## [Task set]
a – In the music player thread, which company makes gloves with a wireless mp3 player control?
b – Pull out the stretch of the music player thread from "Front left pants" through "your hands literally.", copying it word for word.
╭─ Text block
# Where do you keep your music players while riding?



## seant46 (Dec 8, 2009)

i wear hoodys when i ride mostly, so it has to go in my front pants pocket.


----------



## Ghost_Rider_X (Oct 16, 2009)

i keep it in my front pant pockets as well.


----------



## bakesale (Nov 28, 2008)

left chest pocket.


----------



## Guest (Dec 31, 2009)

bakesale said:


> left chest pocket.


+1

10 char


----------



## maf05r6 (Mar 3, 2008)

My jacket has an internal pocket for a player. It has a neat little hole for the cord to go through and everything..... Most of the newer jackets will probably have something like it or at least that is what I've been seeing.


----------



## seant46 (Dec 8, 2009)

maf05r6 said:


> My jacket has an internal pocket for a player. It has a neat little hole for the cord to go through and everything..... Most of the newer jackets will probably have something like it or at least that is what I've been seeing.


ya i need a real snowboard jacket lol, but i spend too much money on other gear...


----------



## SlowRoller (Dec 12, 2009)

Front left jacket pocket. Seems like all jackets come with a music player pocket of some sorts these days.


----------



## m60g (Feb 27, 2009)

Left Inside


----------



## Mountainmenace (Sep 27, 2009)

Im a hoody guy too so front right pocket of pants 


The Jib Crib - THE WORLD'S BEST INDOOR SNOWBOARD RACK - Home


----------



## AWNOW (Sep 12, 2009)

Front left pants pocket.


----------



## Leo (Nov 24, 2009)

Keep it in my build in Music Pouch. Oh wait, I lied. I don't listen to music while I ride :laugh:

On a side note, Kombi makes gloves that have a wireless mp3 player control on them. Pretty sweet. You just plug this receiver into your player and voila! Wireless controls at the touch of your hands literally.


----------



## Guest (Jan 2, 2010)

u don't wanna know


----------



## Guest (Jan 2, 2010)

My Burton fleece has a pocket for my iPod with a hole so my wires can run through it.


----------



## Guest (Jan 2, 2010)

Left chest pocket as well!


----------



## freshy (Nov 18, 2009)

Yeah I got the mp3 player holder thing with the cord hole and the cord hanger thing near the collar. My old Burton jacket even had a velcro entrance inside of the zipper flap you you dident have to unzip to get to it which I thought was really cool.


----------



## Triple8Sol (Nov 24, 2008)

Every jacket I've bought in the last 5yrs has had an internal pocket for music players, so it's pretty straightforward.


----------



## Artistry (Jan 5, 2010)

I use a lightweight vest which has a media pocket on the front left chest in conjunction with a headphone beanie lightly padded


----------



## Bizzman (Dec 31, 2009)

i got a ipod pocket in my 686 jacket...from there audio cord into my smith holt helmet...the only thing is the cords get scratchy all the time . i dun what to do


----------
╰─
╭─ Supplied records
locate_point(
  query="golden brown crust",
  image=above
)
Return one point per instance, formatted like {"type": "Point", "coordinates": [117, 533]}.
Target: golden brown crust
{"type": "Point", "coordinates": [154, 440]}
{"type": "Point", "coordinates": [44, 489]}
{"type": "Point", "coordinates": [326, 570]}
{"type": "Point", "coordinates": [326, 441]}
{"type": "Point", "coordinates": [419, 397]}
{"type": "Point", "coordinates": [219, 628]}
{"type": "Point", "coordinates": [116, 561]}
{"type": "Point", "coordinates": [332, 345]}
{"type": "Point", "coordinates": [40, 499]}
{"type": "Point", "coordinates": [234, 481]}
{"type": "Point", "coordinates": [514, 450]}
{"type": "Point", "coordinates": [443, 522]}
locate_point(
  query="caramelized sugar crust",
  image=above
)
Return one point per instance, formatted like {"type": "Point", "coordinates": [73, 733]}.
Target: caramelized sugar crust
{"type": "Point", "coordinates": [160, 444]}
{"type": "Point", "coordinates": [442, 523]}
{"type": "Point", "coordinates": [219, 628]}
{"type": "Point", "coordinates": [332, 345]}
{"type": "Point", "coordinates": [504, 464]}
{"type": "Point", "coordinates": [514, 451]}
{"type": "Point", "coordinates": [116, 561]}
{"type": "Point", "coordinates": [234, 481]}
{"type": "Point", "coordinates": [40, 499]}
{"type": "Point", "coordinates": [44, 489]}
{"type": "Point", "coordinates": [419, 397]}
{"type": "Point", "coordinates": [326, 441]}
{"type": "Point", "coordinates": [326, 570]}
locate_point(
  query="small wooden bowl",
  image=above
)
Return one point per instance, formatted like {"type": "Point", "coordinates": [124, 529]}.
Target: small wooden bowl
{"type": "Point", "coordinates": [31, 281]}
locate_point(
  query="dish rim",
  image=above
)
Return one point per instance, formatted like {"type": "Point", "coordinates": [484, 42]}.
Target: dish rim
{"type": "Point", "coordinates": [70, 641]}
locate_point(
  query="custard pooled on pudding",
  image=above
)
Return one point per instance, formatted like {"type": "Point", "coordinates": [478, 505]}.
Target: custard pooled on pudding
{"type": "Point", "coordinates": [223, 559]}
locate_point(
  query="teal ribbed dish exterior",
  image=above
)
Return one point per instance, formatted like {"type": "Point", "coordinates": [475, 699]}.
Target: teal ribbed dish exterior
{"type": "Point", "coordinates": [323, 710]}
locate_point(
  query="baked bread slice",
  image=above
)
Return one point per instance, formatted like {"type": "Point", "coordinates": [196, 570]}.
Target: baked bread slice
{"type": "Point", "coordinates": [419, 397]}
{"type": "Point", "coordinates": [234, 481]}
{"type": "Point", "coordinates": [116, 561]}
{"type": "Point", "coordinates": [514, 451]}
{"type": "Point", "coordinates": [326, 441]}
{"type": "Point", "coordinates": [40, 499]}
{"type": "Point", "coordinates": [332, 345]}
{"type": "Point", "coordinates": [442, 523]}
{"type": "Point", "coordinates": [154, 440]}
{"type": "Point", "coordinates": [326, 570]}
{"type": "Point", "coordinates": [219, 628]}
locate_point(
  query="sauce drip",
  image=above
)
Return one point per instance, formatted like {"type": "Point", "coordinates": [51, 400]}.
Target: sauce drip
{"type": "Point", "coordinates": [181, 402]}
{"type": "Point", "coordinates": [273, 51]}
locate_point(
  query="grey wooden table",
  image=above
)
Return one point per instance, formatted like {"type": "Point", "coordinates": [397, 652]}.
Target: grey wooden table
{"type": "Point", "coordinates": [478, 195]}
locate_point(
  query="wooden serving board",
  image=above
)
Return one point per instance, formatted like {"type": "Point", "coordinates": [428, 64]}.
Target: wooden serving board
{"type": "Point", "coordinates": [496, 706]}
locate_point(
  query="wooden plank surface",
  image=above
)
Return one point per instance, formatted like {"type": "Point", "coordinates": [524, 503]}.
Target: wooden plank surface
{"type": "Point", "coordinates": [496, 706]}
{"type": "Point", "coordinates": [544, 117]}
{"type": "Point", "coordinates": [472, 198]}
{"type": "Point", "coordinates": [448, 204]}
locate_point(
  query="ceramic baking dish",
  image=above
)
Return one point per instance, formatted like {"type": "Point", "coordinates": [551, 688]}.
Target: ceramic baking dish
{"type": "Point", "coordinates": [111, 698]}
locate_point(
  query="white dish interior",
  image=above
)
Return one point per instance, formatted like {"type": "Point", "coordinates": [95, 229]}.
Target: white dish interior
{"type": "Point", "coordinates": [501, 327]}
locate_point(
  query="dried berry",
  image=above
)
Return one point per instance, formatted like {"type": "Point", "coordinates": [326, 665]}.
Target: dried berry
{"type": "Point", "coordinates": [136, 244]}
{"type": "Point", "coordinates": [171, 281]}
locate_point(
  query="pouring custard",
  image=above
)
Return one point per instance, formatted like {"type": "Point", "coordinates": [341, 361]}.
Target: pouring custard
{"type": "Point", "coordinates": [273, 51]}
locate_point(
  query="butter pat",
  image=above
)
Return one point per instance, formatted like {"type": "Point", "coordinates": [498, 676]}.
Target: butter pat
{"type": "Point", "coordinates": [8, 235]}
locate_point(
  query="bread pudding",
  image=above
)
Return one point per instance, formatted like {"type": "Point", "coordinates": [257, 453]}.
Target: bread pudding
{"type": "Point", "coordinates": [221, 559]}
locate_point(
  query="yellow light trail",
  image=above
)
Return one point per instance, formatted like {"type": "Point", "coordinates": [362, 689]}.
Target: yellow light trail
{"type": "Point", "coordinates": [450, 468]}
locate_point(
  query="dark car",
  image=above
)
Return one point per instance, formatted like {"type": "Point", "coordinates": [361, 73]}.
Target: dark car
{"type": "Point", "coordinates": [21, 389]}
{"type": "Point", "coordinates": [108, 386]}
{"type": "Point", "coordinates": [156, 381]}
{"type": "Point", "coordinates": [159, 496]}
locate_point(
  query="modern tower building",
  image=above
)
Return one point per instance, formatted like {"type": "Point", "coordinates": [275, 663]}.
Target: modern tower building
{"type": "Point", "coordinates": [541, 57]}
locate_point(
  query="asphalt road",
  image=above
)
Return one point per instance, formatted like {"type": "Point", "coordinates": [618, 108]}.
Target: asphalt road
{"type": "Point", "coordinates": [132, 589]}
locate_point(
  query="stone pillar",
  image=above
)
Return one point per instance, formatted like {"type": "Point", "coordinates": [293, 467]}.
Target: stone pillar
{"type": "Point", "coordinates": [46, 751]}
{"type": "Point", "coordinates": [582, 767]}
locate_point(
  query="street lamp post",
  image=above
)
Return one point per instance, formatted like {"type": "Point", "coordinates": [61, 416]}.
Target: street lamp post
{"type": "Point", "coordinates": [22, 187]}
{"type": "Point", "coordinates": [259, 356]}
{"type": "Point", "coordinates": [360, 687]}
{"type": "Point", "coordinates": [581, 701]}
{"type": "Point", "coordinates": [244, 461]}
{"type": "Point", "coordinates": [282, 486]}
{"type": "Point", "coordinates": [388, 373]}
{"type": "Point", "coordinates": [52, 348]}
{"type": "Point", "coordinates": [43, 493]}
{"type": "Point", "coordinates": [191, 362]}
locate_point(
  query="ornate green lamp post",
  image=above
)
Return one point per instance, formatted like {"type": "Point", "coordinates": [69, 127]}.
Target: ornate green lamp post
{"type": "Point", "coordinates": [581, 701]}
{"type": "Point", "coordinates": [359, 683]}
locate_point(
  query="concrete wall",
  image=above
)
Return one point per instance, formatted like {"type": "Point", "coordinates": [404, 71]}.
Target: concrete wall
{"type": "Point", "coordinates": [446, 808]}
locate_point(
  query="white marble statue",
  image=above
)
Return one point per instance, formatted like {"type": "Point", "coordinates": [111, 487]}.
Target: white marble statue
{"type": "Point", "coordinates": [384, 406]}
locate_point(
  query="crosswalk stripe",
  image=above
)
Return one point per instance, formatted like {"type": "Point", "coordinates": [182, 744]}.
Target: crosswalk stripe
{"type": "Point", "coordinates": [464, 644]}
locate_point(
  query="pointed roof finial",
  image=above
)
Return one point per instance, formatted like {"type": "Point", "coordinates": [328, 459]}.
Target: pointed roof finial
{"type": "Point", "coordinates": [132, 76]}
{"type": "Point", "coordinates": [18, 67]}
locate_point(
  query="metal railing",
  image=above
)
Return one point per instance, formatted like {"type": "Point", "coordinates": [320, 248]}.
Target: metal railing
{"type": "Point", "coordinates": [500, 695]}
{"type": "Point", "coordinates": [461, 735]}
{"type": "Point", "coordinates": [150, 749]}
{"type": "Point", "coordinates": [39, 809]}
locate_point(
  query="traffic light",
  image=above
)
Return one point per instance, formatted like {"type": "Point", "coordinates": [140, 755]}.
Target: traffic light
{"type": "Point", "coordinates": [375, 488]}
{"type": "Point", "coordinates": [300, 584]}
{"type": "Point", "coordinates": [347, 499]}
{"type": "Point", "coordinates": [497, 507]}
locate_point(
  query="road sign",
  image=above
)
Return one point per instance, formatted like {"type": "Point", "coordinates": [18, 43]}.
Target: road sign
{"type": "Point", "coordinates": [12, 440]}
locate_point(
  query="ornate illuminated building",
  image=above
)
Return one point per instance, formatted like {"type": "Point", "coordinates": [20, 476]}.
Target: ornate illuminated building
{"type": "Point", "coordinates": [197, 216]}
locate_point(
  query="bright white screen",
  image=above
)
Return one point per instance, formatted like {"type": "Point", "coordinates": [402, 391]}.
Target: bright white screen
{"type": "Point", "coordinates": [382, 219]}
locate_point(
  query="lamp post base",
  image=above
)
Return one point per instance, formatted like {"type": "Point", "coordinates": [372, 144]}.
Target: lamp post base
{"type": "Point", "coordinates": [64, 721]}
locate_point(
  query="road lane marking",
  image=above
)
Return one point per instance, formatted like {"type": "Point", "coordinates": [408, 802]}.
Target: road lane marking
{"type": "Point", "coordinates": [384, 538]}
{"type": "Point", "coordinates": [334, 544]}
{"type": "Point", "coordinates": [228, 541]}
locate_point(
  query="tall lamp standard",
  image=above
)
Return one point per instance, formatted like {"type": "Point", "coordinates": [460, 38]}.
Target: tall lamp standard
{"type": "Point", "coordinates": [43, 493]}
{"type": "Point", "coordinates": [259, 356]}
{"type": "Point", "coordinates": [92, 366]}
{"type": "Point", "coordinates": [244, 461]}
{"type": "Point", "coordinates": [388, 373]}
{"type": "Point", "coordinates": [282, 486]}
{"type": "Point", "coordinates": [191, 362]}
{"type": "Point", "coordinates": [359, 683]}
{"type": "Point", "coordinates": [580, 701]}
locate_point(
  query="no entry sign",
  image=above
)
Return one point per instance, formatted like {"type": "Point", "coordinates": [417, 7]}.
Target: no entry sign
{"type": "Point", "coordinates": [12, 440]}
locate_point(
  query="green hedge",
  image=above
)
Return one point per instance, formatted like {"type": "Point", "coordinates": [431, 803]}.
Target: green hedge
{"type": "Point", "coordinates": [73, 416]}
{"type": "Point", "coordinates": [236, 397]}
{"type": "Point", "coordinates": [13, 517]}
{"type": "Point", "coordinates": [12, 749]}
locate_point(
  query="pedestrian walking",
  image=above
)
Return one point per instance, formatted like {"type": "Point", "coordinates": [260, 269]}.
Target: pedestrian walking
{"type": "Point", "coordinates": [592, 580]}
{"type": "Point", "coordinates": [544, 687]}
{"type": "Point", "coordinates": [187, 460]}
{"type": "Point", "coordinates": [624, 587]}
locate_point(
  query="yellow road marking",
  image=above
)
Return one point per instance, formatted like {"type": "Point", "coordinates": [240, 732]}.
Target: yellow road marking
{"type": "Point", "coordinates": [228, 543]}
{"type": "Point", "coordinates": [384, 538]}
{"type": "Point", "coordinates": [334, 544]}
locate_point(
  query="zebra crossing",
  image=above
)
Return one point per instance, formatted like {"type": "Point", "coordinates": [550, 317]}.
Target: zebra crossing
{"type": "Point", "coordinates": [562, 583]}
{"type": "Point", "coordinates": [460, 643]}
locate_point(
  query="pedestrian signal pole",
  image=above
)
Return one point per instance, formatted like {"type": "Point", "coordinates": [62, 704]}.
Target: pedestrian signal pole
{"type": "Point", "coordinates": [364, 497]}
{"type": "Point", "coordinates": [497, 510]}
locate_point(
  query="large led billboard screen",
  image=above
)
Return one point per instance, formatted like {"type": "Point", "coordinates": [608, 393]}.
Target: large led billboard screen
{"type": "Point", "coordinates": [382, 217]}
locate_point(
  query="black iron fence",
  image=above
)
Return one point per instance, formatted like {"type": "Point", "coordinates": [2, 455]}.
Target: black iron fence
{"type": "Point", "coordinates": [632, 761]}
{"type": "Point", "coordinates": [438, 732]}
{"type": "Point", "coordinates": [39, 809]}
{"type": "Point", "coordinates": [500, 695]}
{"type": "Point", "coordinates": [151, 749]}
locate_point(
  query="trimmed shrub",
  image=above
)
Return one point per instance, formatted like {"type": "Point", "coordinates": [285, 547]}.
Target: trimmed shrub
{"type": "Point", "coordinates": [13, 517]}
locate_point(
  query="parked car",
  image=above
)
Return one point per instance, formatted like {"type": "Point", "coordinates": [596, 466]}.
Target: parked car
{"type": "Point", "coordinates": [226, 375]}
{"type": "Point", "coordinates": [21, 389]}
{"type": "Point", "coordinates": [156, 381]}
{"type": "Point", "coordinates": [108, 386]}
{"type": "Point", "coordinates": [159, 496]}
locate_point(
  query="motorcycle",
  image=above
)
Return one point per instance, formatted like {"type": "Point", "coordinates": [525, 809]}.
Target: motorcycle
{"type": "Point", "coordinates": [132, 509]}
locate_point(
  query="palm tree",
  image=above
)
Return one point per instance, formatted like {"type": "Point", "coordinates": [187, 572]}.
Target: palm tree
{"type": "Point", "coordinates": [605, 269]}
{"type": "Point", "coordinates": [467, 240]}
╰─
## [Solutions to the exercise]
a – Kombi

b –
Front left pants pocket.


----------



## Leo (Nov 24, 2009)

Keep it in my build in Music Pouch. Oh wait, I lied. I don't listen to music while I ride :laugh:

On a side note, Kombi makes gloves that have a wireless mp3 player control on them. Pretty sweet. You just plug this receiver into your player and voila! Wireless controls at the touch of your hands literally.